# PROMPT:
Copy the data below word for word, starting at the line that contains "Where can the parliament" and ending with the last line of the data.

━━━━━ DATA SUPPLIED

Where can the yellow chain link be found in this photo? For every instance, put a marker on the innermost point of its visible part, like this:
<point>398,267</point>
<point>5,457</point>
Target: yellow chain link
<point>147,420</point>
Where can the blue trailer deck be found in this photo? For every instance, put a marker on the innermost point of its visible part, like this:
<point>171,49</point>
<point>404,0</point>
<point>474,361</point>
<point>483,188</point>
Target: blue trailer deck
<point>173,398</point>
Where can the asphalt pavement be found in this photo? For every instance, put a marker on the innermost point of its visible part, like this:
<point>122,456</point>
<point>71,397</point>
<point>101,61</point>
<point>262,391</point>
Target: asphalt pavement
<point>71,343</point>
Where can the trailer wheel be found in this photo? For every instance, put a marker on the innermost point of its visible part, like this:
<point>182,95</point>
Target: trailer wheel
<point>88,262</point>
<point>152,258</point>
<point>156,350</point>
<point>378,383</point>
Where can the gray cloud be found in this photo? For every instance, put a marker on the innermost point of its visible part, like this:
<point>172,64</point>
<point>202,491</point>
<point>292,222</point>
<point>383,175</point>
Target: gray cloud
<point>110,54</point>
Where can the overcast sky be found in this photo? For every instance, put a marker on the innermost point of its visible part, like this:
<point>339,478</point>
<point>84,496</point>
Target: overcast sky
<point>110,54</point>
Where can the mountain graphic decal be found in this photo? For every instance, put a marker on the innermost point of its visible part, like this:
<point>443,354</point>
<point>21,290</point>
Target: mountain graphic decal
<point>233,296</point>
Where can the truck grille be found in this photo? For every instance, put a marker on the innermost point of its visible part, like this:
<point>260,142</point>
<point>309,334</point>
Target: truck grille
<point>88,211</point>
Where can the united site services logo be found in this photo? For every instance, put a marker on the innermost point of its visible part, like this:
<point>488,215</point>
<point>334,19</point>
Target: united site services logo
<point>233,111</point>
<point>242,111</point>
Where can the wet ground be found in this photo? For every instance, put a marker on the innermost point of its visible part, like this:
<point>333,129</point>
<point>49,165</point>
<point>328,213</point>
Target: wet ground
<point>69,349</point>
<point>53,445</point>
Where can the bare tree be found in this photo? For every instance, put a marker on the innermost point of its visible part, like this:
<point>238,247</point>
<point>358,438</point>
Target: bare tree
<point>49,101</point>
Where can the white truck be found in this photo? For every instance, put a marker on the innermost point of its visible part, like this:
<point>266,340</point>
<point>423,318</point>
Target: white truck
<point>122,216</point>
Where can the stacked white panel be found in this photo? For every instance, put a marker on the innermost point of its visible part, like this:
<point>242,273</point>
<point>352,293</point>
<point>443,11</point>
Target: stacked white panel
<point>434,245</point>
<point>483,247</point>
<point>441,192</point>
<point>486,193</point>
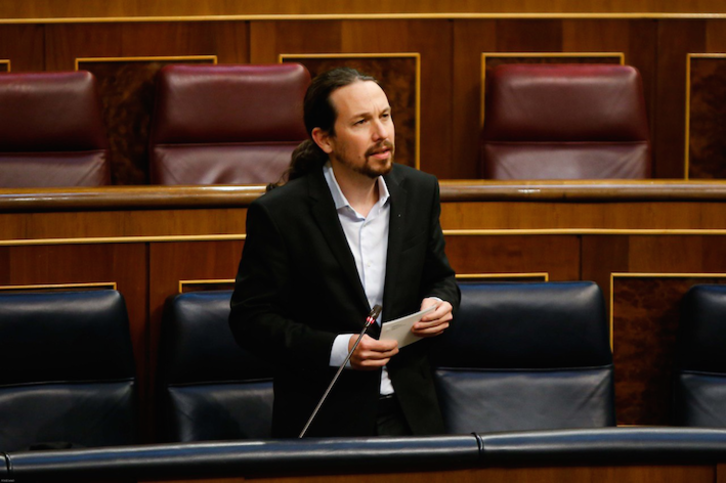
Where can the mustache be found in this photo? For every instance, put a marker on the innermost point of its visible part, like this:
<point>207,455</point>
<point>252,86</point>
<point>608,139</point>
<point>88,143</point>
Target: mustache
<point>385,144</point>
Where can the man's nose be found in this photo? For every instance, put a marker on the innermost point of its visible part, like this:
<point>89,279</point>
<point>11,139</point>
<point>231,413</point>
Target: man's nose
<point>380,131</point>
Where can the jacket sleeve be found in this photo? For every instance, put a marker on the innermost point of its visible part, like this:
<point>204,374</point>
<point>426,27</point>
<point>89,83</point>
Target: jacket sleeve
<point>438,279</point>
<point>261,318</point>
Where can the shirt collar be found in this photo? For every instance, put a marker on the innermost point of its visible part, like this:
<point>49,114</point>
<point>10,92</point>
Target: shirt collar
<point>338,196</point>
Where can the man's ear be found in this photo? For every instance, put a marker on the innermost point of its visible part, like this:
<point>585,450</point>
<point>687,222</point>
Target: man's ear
<point>323,139</point>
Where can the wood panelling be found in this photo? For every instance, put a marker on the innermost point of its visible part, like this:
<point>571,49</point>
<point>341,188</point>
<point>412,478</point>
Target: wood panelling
<point>504,238</point>
<point>645,309</point>
<point>170,263</point>
<point>54,9</point>
<point>675,41</point>
<point>450,49</point>
<point>646,312</point>
<point>22,45</point>
<point>556,255</point>
<point>636,39</point>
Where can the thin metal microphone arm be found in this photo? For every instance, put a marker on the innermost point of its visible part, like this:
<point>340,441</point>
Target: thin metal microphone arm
<point>372,316</point>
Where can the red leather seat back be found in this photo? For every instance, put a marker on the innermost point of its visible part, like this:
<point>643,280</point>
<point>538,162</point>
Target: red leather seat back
<point>51,131</point>
<point>226,124</point>
<point>565,122</point>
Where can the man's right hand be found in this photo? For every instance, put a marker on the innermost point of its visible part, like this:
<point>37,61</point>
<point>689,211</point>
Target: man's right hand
<point>371,353</point>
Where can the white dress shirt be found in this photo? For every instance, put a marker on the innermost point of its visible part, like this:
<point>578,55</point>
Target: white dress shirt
<point>367,238</point>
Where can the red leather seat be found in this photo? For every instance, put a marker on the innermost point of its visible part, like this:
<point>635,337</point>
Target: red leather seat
<point>565,122</point>
<point>226,124</point>
<point>51,131</point>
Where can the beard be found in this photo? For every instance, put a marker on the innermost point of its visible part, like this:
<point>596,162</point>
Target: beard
<point>373,168</point>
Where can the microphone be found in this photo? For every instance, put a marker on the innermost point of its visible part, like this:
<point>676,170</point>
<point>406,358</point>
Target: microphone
<point>372,316</point>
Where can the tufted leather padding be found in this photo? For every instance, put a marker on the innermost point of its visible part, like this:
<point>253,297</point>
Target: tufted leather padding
<point>226,124</point>
<point>211,388</point>
<point>68,370</point>
<point>51,131</point>
<point>700,377</point>
<point>524,356</point>
<point>565,122</point>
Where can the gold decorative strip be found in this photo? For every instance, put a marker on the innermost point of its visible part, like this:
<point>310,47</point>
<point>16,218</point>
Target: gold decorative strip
<point>382,55</point>
<point>370,16</point>
<point>475,276</point>
<point>203,282</point>
<point>61,286</point>
<point>484,55</point>
<point>614,275</point>
<point>473,232</point>
<point>584,231</point>
<point>173,58</point>
<point>127,239</point>
<point>689,57</point>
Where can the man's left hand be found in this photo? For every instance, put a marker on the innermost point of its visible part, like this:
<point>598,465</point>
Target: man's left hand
<point>434,323</point>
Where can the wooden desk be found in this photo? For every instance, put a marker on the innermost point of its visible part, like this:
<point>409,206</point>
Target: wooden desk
<point>644,243</point>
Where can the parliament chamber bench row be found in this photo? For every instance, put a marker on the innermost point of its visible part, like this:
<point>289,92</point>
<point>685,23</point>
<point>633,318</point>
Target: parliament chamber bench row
<point>690,455</point>
<point>520,356</point>
<point>238,124</point>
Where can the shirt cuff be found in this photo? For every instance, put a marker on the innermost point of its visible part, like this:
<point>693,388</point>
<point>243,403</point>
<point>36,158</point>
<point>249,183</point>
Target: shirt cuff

━━━━━━━━━━

# THE SOLUTION:
Where can the parliament chamber bench row be found in this photo? For every instance, put a marker on the innermost point of its visible part, like this:
<point>289,92</point>
<point>685,23</point>
<point>633,318</point>
Target: parliament chamber bench row
<point>690,455</point>
<point>520,356</point>
<point>238,124</point>
Where can the shirt cuff be found in this photo? For every instance, put a marker on the innermost point of its visible part, like this:
<point>693,388</point>
<point>243,403</point>
<point>36,158</point>
<point>249,183</point>
Target: shirt cuff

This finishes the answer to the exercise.